═════ Quoted text

Mary Richardson was named editor and contributor of the fashion column, “So, Sew Prettily,” in the Louisville Defender in 1940. As a divorcee herself, she wrote on topics that included ways that women could establish autonomy through entrepreneurship as designers and modistes; instructions on how to repurpose one’s wardrobe; and advice on how to invest the savings earned from handmaking household items, in order to navigate the difficulties of inflation in an uncertain economy.

Willi “Madame Posey” Jones

Madame Posey’s daughter modeling one of her mother’s designs

Willi Jones, who originally wanted to be a dancer, was known professionally as Madame Posey, studied at The Fashion Institute of Technology and chose a career in the all Black world of Harlem fashion, which consisted of Black photographers, models and designers. She is the mother of artist American painter, writer, mixed media sculptor, and performance artist, Faith Ringgold, best known for her narrative quilts. Madame Posey, among other Black designers, both professional and amateur, were paramount in the world of style and modernity against which Black women and girls shaped their identities, found self-confidence.

The Negro Business and Professional Women’s Clubs and the National Association of Fashion and Accessories Designers connected Black fashion designers and lack of acceptance by the mainstream fashion industry did not stop these women from gaining wider recognition. Madame Posey, and others, held fashion shows in Harlem and the Waldorf Astoria.

══════════

Reproduce the passage on Mary Richardson and Madame Posey word for word, in full.

═════ Given information

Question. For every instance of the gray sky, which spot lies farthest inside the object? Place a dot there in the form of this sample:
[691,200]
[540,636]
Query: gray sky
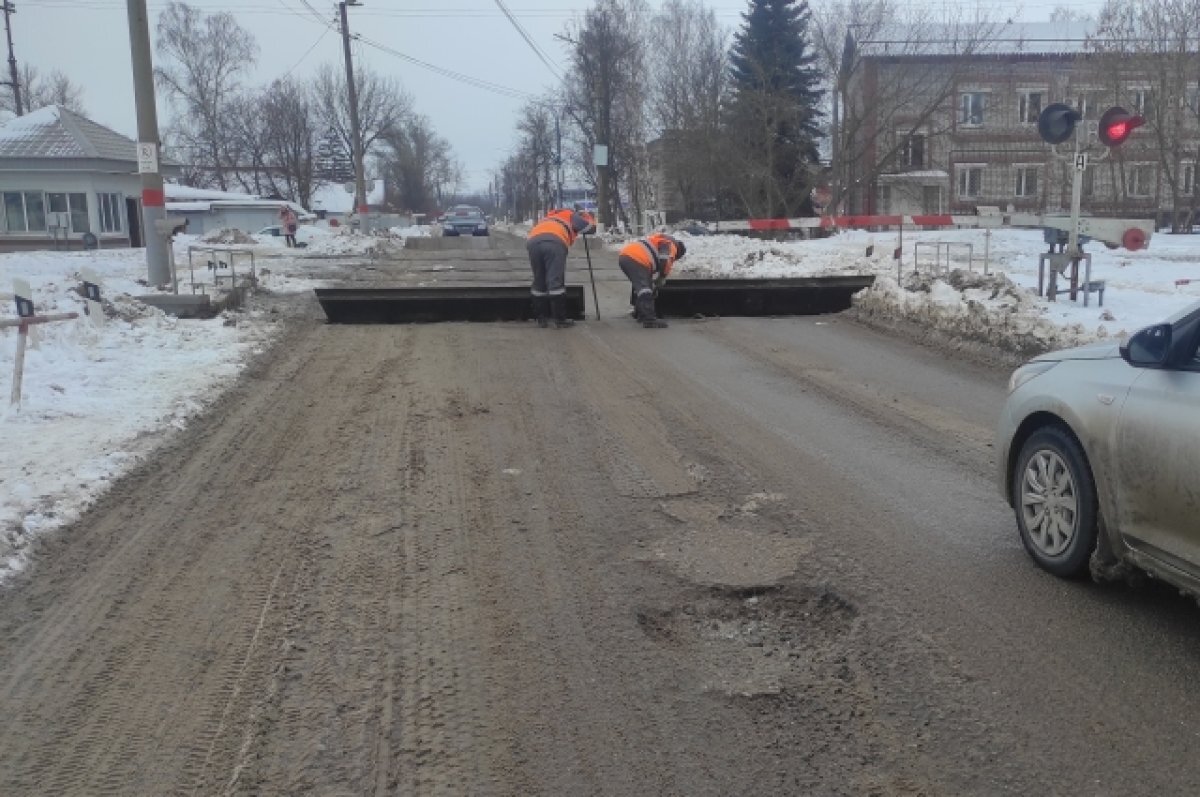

══════════

*Answer in full*.
Mary Richardson was named editor and contributor of the fashion column, “So, Sew Prettily,” in the Louisville Defender in 1940. As a divorcee herself, she wrote on topics that included ways that women could establish autonomy through entrepreneurship as designers and modistes; instructions on how to repurpose one’s wardrobe; and advice on how to invest the savings earned from handmaking household items, in order to navigate the difficulties of inflation in an uncertain economy.

Willi “Madame Posey” Jones

Madame Posey’s daughter modeling one of her mother’s designs

Willi Jones, who originally wanted to be a dancer, was known professionally as Madame Posey, studied at The Fashion Institute of Technology and chose a career in the all Black world of Harlem fashion, which consisted of Black photographers, models and designers. She is the mother of artist American painter, writer, mixed media sculptor, and performance artist, Faith Ringgold, best known for her narrative quilts. Madame Posey, among other Black designers, both professional and amateur, were paramount in the world of style and modernity against which Black women and girls shaped their identities, found self-confidence.

The Negro Business and Professional Women’s Clubs and the National Association of Fashion and Accessories Designers connected Black fashion designers and lack of acceptance by the mainstream fashion industry did not stop these women from gaining wider recognition. Madame Posey, and others, held fashion shows in Harlem and the Waldorf Astoria.